PAGE:
/---

For trade, the prices must be the same (with the same “trade trianges”).

You export what you are relatively better at producing (what is relatively cheaper in autarky (Stolper Samuelson)

Thus, the price lines must be parallel

Figure 18 Trade

Thus, Australia produces at A and consumes at B

The Uroduces at D and consumes at C

The US sells food to buy manufactures

Australia sells manufactures to buy food

Relationships – The Hecksher Ohlin Theorem

You sell what you can produce relatively cheaply, buying what is relatively more expensive

The Stolper Samuelson Theorem

An increase in the relative price of a good increases the real return to its specific factor and reduces the return to the other specific factor via marginal products and wages, as per Rybcyznski’s

Welfare analysis

Who receives more money and who has to pay more? (Oz rel prices of manufactures increases, food prices decrease: capitalists get more, poor pay more)

Lecture 5: Trade Policy

  • Basic trade policy instruments:
  • Tariff
  • Subsidy
  • Quota
  • Voluntary export restraints

Trade

Figure 19 without trade, supply and demand equilibrate domestically

Figure 20 where the world price is lower than domestic price, goods are imported

Figure 21 when the world price is above the domestic equilibrium, excess production is exported

Tariffs

Tariffs are a government “fee” on imported items, which serves to raise the “world price” in the above diagram

Figure 22 A tariff

  • “a” is the cost of tariff (i.e. the increase in price)
  • “d” is government revenue (calculated by “cost of the tariff” multiplied by the amount of goods imported)
  • “b+c+d+e” is the consumer loss
  • “c+e” is the deadweight loss
  • “b” is the producer gain

Quotas

Quotas have the same effect as tariffs, but instead of increasing the price, they restrict the quantity of imports (“d”). But the government doesn’t make any money.

Optimal Tariff

  • Where a nation is a huge market, a tariff may dent a market so much (by reducing demand) that the world price decreases
  • Terms of Trade are the ratio of export prices to import prices (an measure of, relatively, how many exports are required to fund imports)
  • An increase in the terms of trade is an increase in welfare for the country, since they are able to purchase more imports for the same amount of exports
  • An optimum tariff works by reducing the world prices enough that the terms of trade benefit outweighs the deadweight loss of the tariff
  • This works by creating a tariff where the world price falls as a result, and government revenue increases
  • This is irrelevant to Australia which does not have the market share to influence the world markets to such an extent

sExport subsidies

These work to increase the competitiveness of domestic goods, so that they may be exported.

Figure 23 An export subsidy

  • “c+d+e” is the government cost of the subsidy
  • “b+c+d” is the producer surplus
  • Consumer loss is “b+c”

\---

DATASET EXCERPT:
/---

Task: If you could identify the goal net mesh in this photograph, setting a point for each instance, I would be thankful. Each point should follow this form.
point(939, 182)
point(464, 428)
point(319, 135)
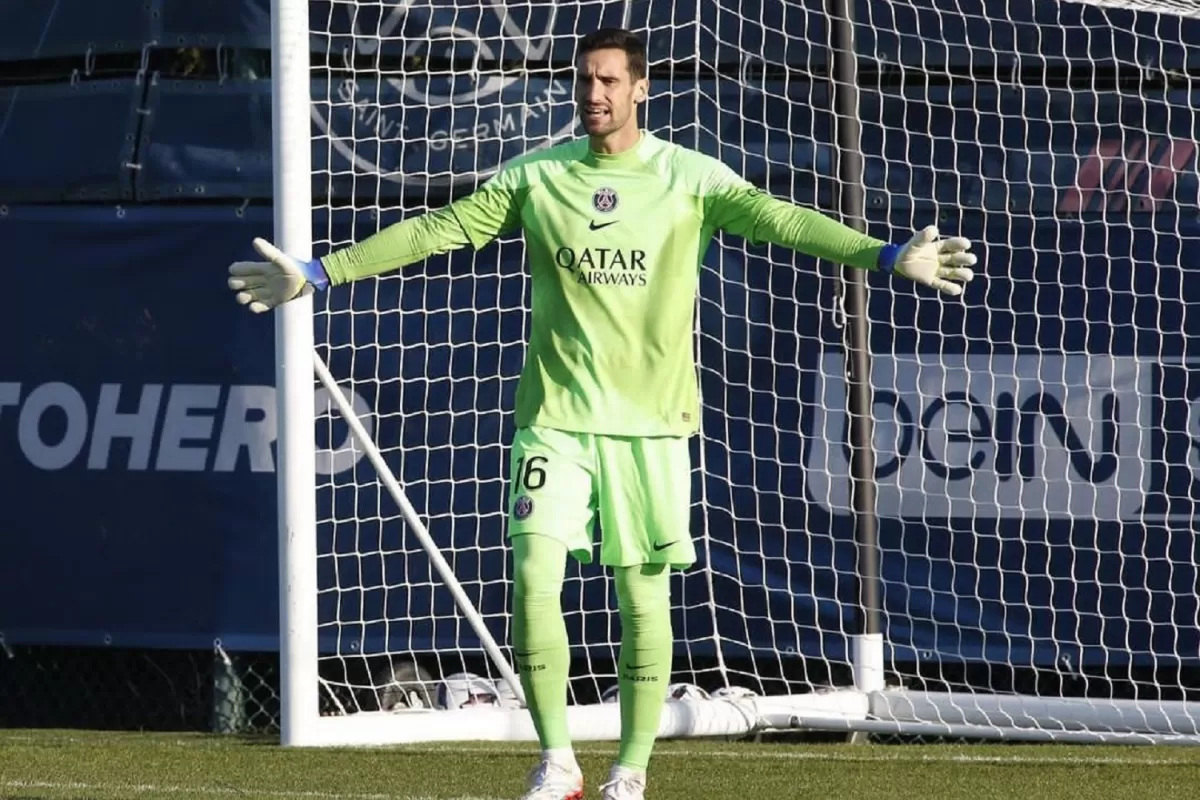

\---

REQUIRED WORK:
1. According to the trade notes, what are terms of trade?
2. Retype the trade notes from "You sell what" to "poor pay more)".
3. Summarize the trade notes in two sentences.
The data was drawn from a separate source.

SOLUTION SET:
1. They are the ratio of export prices to import prices.

2.
You sell what you can produce relatively cheaply, buying what is relatively more expensive

The Stolper Samuelson Theorem

An increase in the relative price of a good increases the real return to its specific factor and reduces the return to the other specific factor via marginal products and wages, as per Rybcyznski’s

Welfare analysis

Who receives more money and who has to pay more? (Oz rel prices of manufactures increases, food prices decrease: capitalists get more, poor pay more)

3. The trade notes explain that a country exports what it is relatively better at producing and buys what is relatively more expensive, and that a rise in a good's relative price increases the real return to its specific factor. They then cover trade policy instruments, describing how tariffs raise prices and create consumer and deadweight losses, how quotas restrict imports without earning the government money, how an optimal tariff can improve a large nation's terms of trade, and how export subsidies make domestic goods more competitive.